> [EXTRAIT DU DOCUMENT]
******

Le Québécois Bønanza, de son vrai nom Dominic Pelletier, a fait paraître son premier album, Prince Limonade, en 2022. Avant de se lancer en solo, Bønanza a fait partie de plusieurs groupes, dont The Hunters, Caravane et New Bleach. Il a plus de 15 ans d'expérience de la scène, et ça se voit.
Ce projet d'inspiration funk bénéficie de bons musiciens, clavier, percus, saxo et batteur qui insufflent une énergie imparable aux chansons. Le chanteur, combinaison jaune, tatouages et moustaches en bandoulière se donne à fond, même devant un public de pros. On regrettera néanmoins les paroles d'une poésie assez peu mature qui pourrait rapprocher Bønanza d'un Claudio Capéo qui ferait des cocottes à la guitare électrique plutôt que de jouer de l'accordéon. On soulignera la réaction très positive du public.
Originaire de Saint-Claude au Manitoba et montréalaise d’adoption, Geneviève Toupin, alias Willows, a déjà sorti deux albums, en 2009 et en 2012. Elle a ensuite senti le besoin de se reconnecter avec ses racines métisses de l'ouest, un peuple descendant des habitants autochtones et des Européens. Elle sort un premier album sous le nom de Willows en 2014, puis participe ensuite à un groupe du nom de Chances en 2016.
En 2018, le groupe fait paraître l’album Traveler, aux sonorités beaucoup plus électroniques. Lorsqu’un problème familial l'oblige à rentrer au Manitoba pour un séjour prolongé, elle est ramenée à ses racines, sa famille et à la culture manitobaine dans laquelle le lien avec la nature est particulièrement important.
Son nouvel album Maison Vent est sorti il y a quelques mois. À la guitare acoustique accompagnée d'un batteur et de quelques bandes, elle développe un univers vraiment personnel, avec une rythmique assez martiale et une voix qui n'est pas sans rappeler celle de Kate Bush. Gros coup de cœur de ma part pour cette artiste singulière.
Autrice-compositrice et interprète, la chanteuse Tamara Weber a commencé à faire de la musique dès son plus jeune âge. Elle a participé à La Voix, à la télévision québécoise en 2014, puis à The Voice France en 2016. En 2014, elle sort son premier album pop folk, Time, Wind & Fire. Peut-être l'avez-vous aussi croisée sur des premières parties pour des artistes tels que Ben L'Oncle Soul ou Bobby Bazini.

******

> [CONSIGNE] Poursuivez le texte présentant des artistes de la scène musicale en reprenant juste après sa dernière phrase.

[Extraits du jeu de données]
******

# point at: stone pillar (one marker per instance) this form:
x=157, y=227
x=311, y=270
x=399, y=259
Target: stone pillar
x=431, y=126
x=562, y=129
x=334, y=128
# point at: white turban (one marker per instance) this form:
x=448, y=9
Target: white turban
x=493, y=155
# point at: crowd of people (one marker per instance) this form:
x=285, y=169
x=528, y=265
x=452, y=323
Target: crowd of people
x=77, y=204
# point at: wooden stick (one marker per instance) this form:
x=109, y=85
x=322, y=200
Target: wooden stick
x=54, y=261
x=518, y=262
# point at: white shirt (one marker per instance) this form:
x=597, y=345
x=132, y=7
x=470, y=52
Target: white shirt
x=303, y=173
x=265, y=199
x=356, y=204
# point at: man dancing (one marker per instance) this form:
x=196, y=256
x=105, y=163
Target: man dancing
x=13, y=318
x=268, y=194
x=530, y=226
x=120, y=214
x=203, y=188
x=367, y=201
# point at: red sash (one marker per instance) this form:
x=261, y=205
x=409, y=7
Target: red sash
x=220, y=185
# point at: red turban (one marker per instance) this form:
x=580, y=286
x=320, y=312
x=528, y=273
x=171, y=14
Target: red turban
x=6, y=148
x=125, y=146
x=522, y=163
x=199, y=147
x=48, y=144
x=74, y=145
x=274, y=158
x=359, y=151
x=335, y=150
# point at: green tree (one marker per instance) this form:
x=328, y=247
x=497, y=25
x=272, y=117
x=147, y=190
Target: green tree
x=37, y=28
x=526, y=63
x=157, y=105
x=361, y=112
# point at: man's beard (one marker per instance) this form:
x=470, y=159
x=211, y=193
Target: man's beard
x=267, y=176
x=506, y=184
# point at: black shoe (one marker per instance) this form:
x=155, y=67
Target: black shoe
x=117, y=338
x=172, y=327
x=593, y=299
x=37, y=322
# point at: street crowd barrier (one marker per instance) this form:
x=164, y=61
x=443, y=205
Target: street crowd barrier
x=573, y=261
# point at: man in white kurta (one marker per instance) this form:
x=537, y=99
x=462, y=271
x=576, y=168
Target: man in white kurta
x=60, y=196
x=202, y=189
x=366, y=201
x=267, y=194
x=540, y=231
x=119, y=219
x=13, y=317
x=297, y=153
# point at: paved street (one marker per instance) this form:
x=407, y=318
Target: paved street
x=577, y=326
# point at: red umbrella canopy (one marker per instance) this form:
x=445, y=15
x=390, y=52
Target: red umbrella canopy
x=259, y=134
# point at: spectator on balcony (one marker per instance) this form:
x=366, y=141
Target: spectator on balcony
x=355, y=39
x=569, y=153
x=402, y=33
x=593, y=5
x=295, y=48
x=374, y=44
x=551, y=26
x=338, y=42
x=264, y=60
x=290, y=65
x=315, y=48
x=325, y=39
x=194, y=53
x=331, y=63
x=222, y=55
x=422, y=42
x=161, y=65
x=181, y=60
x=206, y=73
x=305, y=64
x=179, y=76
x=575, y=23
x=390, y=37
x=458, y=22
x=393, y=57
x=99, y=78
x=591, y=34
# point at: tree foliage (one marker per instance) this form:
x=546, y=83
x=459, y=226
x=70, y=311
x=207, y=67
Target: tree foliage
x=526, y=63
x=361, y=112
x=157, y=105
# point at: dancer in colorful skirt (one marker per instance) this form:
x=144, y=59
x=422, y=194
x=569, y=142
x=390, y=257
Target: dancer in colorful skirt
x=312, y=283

******

> [RÉSULTAT]
Sur scène, on pense bien entendu à Tracy Chapman pour le style, ou aux chansons les plus pop de Patrice. Elle peut se targuer d'une belle présence et d'une sensibilité dans les textes qui ne laisse pas indifférent pour les textes. Sa chanson "Harlequin" est une bonne porte d'entrée vers son univers.
Roselle est une artiste québécoise qui fait de la musique pop électro disco. Accompagnée de deux musiciens, son style pourrait s'apparenter à celui de Vendredi Sur Mer. Le public visé semble être les jeunes TikTokeurs. J'avoue être resté assez hermétique à l'univers de cette jeune artiste qui a néanmoins du potentiel.
Le soir, après les rencontres professionnelles, des spectacles ouverts au public sont encore proposés dans divers lieux de la ville. Ce soir-là, à la Chaufferie, un bar-distillerie dans une ancienne friche industrielle de briques rouges, se produit Samuele.
Elle a été la grande gagnante du FICG en 2016, mais depuis sa transformation de genre, cet artiste trans précise qu'iel préfère l'usage de ce pronom et les substantifs au masculin lorsqu'on parle de lui.
Le thème du genre habite les chansons de Samuele, et c'est souvent sous cet angle qu'iel aborde les chansons d'amour, d'attirance ou de rejet par l'autre.
Musicalement, dans la petite salle de la Chaufferie, iel sait faire monter l'ambiance et joue au plus près des spectateurs, accompagné d'une bassiste et d'un batteur, qui passe parfois aux machines, Samuele envoie le bois. Terminant son concert par une version musclée du "Chanteur" de Daniel Balavoine, on peut être sûr que cet artiste va bientôt faire parler de lui en France.